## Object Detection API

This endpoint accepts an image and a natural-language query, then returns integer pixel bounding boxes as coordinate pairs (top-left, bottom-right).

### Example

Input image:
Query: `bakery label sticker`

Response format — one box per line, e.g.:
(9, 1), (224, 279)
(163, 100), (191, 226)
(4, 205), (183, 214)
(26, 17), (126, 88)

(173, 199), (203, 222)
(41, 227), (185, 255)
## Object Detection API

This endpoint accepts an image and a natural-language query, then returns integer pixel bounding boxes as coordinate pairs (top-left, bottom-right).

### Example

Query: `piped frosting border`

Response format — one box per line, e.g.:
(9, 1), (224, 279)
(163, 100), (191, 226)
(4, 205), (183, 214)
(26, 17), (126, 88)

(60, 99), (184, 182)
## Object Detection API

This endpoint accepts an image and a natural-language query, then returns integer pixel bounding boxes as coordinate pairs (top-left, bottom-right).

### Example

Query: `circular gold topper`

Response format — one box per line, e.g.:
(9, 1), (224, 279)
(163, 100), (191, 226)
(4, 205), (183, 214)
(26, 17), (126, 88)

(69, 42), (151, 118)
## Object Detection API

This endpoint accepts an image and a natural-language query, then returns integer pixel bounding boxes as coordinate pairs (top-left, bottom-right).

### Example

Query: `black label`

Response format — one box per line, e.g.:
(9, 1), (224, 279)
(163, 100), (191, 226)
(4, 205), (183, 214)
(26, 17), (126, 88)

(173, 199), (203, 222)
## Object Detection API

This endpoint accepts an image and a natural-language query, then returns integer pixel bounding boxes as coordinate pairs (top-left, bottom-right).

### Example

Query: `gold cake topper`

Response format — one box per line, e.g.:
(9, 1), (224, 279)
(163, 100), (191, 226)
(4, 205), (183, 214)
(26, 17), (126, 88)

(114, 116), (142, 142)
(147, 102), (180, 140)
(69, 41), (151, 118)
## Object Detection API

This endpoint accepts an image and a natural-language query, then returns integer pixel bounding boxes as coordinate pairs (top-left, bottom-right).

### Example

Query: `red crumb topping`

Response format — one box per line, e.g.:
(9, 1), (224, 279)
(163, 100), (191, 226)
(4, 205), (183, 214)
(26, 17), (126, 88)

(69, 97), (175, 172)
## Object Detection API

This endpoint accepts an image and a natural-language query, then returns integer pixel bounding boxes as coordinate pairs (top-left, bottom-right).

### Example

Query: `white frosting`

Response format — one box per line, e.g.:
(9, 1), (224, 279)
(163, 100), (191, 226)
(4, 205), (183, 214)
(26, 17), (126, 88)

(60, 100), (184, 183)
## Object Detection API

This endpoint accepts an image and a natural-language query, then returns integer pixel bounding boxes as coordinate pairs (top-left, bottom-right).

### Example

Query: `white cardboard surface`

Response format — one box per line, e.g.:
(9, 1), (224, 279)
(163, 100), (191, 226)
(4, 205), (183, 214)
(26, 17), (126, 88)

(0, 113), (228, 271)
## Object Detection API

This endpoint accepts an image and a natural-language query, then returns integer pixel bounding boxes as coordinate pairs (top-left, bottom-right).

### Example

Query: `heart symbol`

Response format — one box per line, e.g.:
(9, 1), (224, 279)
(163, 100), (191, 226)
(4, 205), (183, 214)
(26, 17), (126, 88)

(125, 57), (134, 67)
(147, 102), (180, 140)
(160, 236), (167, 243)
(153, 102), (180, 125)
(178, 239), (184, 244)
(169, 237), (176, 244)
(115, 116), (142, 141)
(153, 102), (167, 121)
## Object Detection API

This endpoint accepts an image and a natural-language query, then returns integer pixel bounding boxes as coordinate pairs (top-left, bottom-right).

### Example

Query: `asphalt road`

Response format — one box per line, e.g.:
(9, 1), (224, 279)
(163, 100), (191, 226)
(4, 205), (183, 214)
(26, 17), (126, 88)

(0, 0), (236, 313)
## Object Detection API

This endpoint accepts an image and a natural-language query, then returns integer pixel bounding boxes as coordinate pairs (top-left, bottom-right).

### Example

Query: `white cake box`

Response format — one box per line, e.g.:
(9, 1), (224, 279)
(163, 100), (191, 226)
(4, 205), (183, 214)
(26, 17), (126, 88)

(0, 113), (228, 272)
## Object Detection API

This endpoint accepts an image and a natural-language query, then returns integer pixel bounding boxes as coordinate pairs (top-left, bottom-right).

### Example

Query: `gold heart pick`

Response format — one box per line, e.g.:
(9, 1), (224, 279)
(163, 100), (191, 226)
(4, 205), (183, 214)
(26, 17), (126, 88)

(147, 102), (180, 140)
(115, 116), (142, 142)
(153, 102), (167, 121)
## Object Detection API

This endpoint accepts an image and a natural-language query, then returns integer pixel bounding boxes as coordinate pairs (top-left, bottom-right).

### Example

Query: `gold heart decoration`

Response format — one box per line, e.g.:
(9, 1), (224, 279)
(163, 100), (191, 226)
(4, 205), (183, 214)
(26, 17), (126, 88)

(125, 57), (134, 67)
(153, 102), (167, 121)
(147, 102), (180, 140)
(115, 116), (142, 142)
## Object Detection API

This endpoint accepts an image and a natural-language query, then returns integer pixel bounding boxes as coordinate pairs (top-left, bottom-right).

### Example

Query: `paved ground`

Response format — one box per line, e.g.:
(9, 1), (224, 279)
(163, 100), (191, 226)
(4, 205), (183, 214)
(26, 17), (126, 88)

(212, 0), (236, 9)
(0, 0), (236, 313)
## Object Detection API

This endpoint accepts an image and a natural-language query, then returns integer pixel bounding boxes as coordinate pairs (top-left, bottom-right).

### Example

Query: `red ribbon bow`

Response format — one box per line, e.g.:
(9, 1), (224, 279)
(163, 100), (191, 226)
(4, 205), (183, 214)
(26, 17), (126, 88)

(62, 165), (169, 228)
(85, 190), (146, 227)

• What needs to be done: When a line above contains the string "frosting", copy that line.

• Reply:
Query: `piped frosting border`
Query: `white frosting`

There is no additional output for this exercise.